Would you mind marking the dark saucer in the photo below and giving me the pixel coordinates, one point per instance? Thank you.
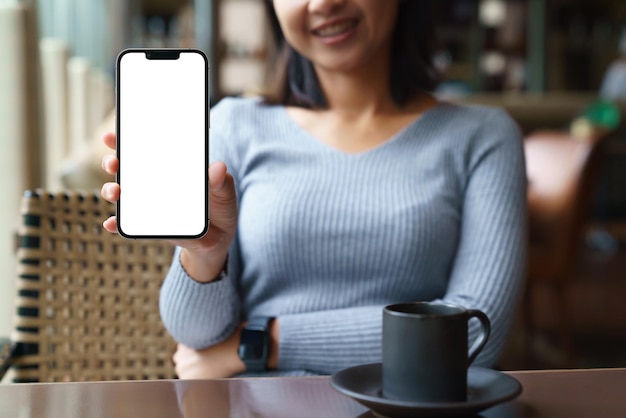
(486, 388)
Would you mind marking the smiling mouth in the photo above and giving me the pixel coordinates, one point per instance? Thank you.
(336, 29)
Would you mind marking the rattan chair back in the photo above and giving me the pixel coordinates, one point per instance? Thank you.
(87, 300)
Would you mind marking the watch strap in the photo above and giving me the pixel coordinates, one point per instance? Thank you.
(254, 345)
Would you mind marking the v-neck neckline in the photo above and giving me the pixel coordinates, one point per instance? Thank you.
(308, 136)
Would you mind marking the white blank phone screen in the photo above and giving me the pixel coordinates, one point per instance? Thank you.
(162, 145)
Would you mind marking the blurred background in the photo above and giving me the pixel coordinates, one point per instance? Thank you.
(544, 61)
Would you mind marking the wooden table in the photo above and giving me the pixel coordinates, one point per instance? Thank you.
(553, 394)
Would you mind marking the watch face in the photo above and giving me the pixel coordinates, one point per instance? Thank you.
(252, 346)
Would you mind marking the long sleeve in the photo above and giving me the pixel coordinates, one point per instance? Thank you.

...

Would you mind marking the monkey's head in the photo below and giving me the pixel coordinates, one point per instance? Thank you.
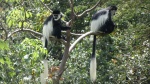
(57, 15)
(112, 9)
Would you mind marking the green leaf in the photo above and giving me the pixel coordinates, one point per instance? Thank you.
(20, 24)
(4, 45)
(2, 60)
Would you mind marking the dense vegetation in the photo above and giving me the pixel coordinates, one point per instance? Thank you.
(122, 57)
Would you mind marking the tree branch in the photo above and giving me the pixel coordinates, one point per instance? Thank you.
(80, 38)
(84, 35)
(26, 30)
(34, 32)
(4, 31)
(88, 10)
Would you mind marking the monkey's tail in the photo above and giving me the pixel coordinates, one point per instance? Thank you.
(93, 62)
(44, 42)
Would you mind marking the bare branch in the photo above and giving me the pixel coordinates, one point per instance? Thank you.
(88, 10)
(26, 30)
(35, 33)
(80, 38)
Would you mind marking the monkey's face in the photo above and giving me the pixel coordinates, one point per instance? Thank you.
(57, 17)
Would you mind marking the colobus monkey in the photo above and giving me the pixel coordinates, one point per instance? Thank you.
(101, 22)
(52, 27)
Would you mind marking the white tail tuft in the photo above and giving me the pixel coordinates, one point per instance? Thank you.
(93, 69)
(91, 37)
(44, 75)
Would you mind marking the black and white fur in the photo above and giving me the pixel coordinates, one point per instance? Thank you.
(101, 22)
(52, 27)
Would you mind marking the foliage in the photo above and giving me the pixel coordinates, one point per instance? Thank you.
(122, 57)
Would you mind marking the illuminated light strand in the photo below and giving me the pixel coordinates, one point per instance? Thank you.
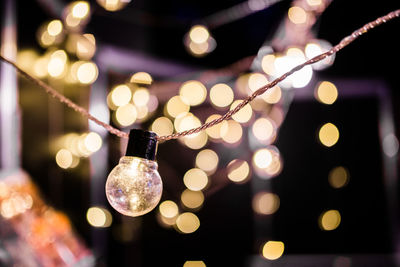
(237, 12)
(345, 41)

==

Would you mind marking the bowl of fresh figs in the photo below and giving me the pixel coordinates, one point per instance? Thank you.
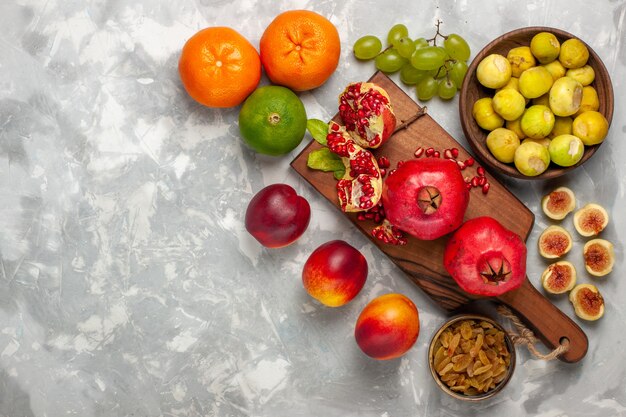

Required work: Convert the records from the line containing "Would you mind marking the rattan" through the line containing "Would you mind marking the long", both included, into a numbered list with blank lines omitted.

Completed task:
1. Would you mind marking the rattan chair back in the photo above and giving me the pixel coordinates, one point per instance? Thank you.
2. (87, 300)
3. Would you mind marking the watch strap in the photo above and giving me the pixel coordinates, one point per instance? Thank you.
4. (254, 345)
5. Would you mind marking the v-neck neckline in the photo above and giving me the pixel coordinates, one point per instance? Thank you.
6. (308, 136)
7. Would you mind marking the white blank phone screen in the photo above and giving me the pixel coordinates, one point per instance? Thank you.
8. (162, 145)
9. Would you mind marking the blurred background in the photo above and giving me the pixel coordinates, one point per instance? Thank you.
10. (544, 61)
11. Would you mind marking the wooden table in the photo above and giving me the pixel coordinates, one point per instance? Thank you.
12. (553, 394)
13. Would you mind marking the watch face in the photo above and giving me the pixel coordinates, one point per instance? Thank you.
14. (252, 346)
15. Would you mind marking the long sleeve in the photo above and giving me the pixel coordinates, one point per instance? Thank you.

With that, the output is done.